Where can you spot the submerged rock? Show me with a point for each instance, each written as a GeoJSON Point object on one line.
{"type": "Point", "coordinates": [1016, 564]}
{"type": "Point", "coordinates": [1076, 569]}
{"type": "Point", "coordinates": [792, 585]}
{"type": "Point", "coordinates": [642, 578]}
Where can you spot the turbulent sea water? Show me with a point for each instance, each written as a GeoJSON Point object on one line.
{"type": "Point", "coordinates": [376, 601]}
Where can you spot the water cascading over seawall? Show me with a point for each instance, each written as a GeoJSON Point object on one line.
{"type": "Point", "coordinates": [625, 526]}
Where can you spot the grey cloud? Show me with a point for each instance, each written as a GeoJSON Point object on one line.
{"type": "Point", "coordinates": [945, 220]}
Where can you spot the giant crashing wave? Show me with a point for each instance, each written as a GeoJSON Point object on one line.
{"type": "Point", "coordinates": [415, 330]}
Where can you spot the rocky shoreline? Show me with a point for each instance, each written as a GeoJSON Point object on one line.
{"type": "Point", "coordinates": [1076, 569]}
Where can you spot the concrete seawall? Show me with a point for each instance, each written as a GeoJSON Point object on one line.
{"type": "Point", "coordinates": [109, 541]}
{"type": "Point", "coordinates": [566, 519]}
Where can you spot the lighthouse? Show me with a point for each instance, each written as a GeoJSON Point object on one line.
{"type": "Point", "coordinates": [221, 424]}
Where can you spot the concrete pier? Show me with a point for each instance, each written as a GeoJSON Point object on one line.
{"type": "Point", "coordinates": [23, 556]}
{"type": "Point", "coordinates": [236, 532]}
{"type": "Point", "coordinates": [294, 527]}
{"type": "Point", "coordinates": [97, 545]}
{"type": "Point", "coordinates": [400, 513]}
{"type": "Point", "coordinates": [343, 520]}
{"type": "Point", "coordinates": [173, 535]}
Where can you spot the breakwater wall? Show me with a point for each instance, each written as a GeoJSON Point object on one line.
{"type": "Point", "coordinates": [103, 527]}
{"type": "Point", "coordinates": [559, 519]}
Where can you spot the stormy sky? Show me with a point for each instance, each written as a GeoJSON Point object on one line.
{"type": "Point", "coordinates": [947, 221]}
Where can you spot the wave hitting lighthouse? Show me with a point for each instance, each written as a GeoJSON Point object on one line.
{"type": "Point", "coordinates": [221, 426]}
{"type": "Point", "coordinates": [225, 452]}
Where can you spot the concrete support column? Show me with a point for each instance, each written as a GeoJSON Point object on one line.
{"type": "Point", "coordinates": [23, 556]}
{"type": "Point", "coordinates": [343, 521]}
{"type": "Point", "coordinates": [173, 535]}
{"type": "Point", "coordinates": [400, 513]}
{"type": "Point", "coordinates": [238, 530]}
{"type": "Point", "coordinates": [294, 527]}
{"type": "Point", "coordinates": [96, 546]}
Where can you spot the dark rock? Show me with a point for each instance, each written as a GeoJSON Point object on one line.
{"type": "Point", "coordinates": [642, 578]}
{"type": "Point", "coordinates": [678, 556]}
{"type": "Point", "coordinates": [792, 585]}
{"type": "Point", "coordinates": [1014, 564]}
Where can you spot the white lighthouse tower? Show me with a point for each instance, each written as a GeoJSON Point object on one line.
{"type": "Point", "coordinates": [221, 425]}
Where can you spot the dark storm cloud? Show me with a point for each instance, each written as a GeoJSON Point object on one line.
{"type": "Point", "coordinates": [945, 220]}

•••••

- Stated exercise -
Rewrite the rows above, substituting "occurrence" for every "instance" and leaving everything else as it is.

- Written solution -
Where can you spot the submerged rock? Show me with a point for each occurrence, each written as a GeoJSON Point object on one line.
{"type": "Point", "coordinates": [1016, 564]}
{"type": "Point", "coordinates": [1076, 569]}
{"type": "Point", "coordinates": [792, 585]}
{"type": "Point", "coordinates": [642, 578]}
Where can you spot the turbulent sea water? Show me with a point for each occurrence, each written as a GeoJSON Point object on one line.
{"type": "Point", "coordinates": [376, 601]}
Where can you spot the water cascading over seawall? Show me with a point for each occurrence, each written as a GeoJSON Point object on one line.
{"type": "Point", "coordinates": [625, 526]}
Where can you spot the grey cloud? Show me with a point for each occurrence, each written as a GeoJSON Point object on one line.
{"type": "Point", "coordinates": [945, 220]}
Where can you spot the giant crashing wave? Show me with a point for each occurrence, each written as a GeoJSON Point object on one line.
{"type": "Point", "coordinates": [415, 330]}
Where can you spot the rocky shoreline? Show me with a point for each occurrence, each written as a GeoJSON Point object on one line.
{"type": "Point", "coordinates": [1076, 569]}
Where can you spot the concrete seawall? Show me with a point for each occurrence, each written as a GeoJSON Point object on one line.
{"type": "Point", "coordinates": [109, 541]}
{"type": "Point", "coordinates": [566, 519]}
Where can you spot the lighthouse? Show me with a point for each occurrence, each written as a GeoJSON Point object on one line.
{"type": "Point", "coordinates": [221, 424]}
Where can you spot the concrete pier? Show me with a point for each occurrence, each written as a GeoJSON Point object on one line.
{"type": "Point", "coordinates": [23, 556]}
{"type": "Point", "coordinates": [236, 532]}
{"type": "Point", "coordinates": [294, 527]}
{"type": "Point", "coordinates": [97, 545]}
{"type": "Point", "coordinates": [400, 513]}
{"type": "Point", "coordinates": [343, 520]}
{"type": "Point", "coordinates": [173, 535]}
Where can you spot the breakwater wall? Show me with a point for each occurrence, each written as a GeoJSON Point object on one line.
{"type": "Point", "coordinates": [103, 527]}
{"type": "Point", "coordinates": [559, 519]}
Where can you spot the stormy sky? Show me with a point for each occurrence, each written as a GeoJSON Point object on one line.
{"type": "Point", "coordinates": [947, 221]}
Where can you spot the wave hitting lighthouse? Show me with a point for each occurrence, each written as a GeoJSON Point object on one line.
{"type": "Point", "coordinates": [221, 426]}
{"type": "Point", "coordinates": [225, 452]}
Where can you spot the concrete support column? Show me with a point for each occurrence, each written as a GeoJSON Point object on one line.
{"type": "Point", "coordinates": [23, 556]}
{"type": "Point", "coordinates": [343, 521]}
{"type": "Point", "coordinates": [173, 535]}
{"type": "Point", "coordinates": [400, 513]}
{"type": "Point", "coordinates": [238, 530]}
{"type": "Point", "coordinates": [294, 527]}
{"type": "Point", "coordinates": [96, 546]}
Where can you spot the dark rock? Show me with a point for each occurrence, each written as a GeoJSON Point object on one line.
{"type": "Point", "coordinates": [642, 578]}
{"type": "Point", "coordinates": [678, 556]}
{"type": "Point", "coordinates": [792, 585]}
{"type": "Point", "coordinates": [1014, 564]}
Where can you spot the white lighthouse tower? Show me with a point for each occurrence, each written as a GeoJSON Point object on one line.
{"type": "Point", "coordinates": [221, 425]}
Where can you spot the dark storm cloud? Show me with a point for each occurrence, each written as a GeoJSON Point object on one line.
{"type": "Point", "coordinates": [945, 220]}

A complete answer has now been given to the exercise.